[CONSIGNES]
a) D'après le texte sur Bruno Ganz, dans quelle ville l'acteur est-il mort ?
b) Reprenez le texte sur Bruno Ganz après sa dernière phrase et poursuivez-le.

[EXTRAIT DU TEXTE]
* * *

L’acteur suisse Bruno Ganz est décédé le 16 février à Zürich des suites d’un cancer. Il était âgé de 77 ans. L’un des plus grands acteurs du cinéma européen de ces quarante dernières années, Ganz avait su jongler adroitement entre des chefs-d’œuvre du Septième Art, comme Les Ailes du désir de Wim Wenders et L’Éternité et un jour de Theo Angelopoulos, et des productions plus commerciales, tels que Un crime dans la tête de Jonathan Demme et Sans identité de Jaume Collet-Serra. Son interprétation de Adolf Hitler dans La Chute de Oliver Hirschbiegel avait fait couler beaucoup d’encre en 2004/05.

* * *

[ENTRÉES PRÉSENTÉES]

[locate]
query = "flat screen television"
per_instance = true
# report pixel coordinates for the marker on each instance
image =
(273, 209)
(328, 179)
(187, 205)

* * *

[RÉPONSES RÉDIGÉES]
a) À Zürich.

b)
Les quinze premières années de la carrière de Bruno Ganz, de 1960 à ’75, étaient essentiellement consacrées au théâtre et à la télévision. Ce n’est qu’en ’76 qu’il s’impose au cinéma, d’abord dans Lumière de Jeanne Moreau et Le Canard sauvage de Hans W. Geissendörfer, puis surtout dans La Marquise d’O de Éric Rohmer. Il enchaîne rapidement sur des films marquants, tels que L’Ami américain de Wim Wenders et Nosferatu Fantôme de la nuit de Werner Herzog, ainsi que La Femme gauchère de Peter Handke, Ces garçons qui venaient du Brésil de Franklin J. Schaffner et Le Couteau dans la tête de Reinhard Hauff. Alors que les deux sommets de sa filmographie des années ’80 sont indubitablement Dans la ville blanche de Alain Tanner – César du Meilleur Film francophone en 1984 – et son rôle emblématique de l’ange déchu Damiel dans Les Ailes du désir de Wim Wenders, il collabore également pendant cette période avec Claude Goretta (La Provinciale), Mauro Bolognini (La Dame aux camélias), Jerzy Skolimowski (Haut les mains), Volker Schlöndorff (Le Faussaire) et Rudolf Thome (La Main dans l’ombre).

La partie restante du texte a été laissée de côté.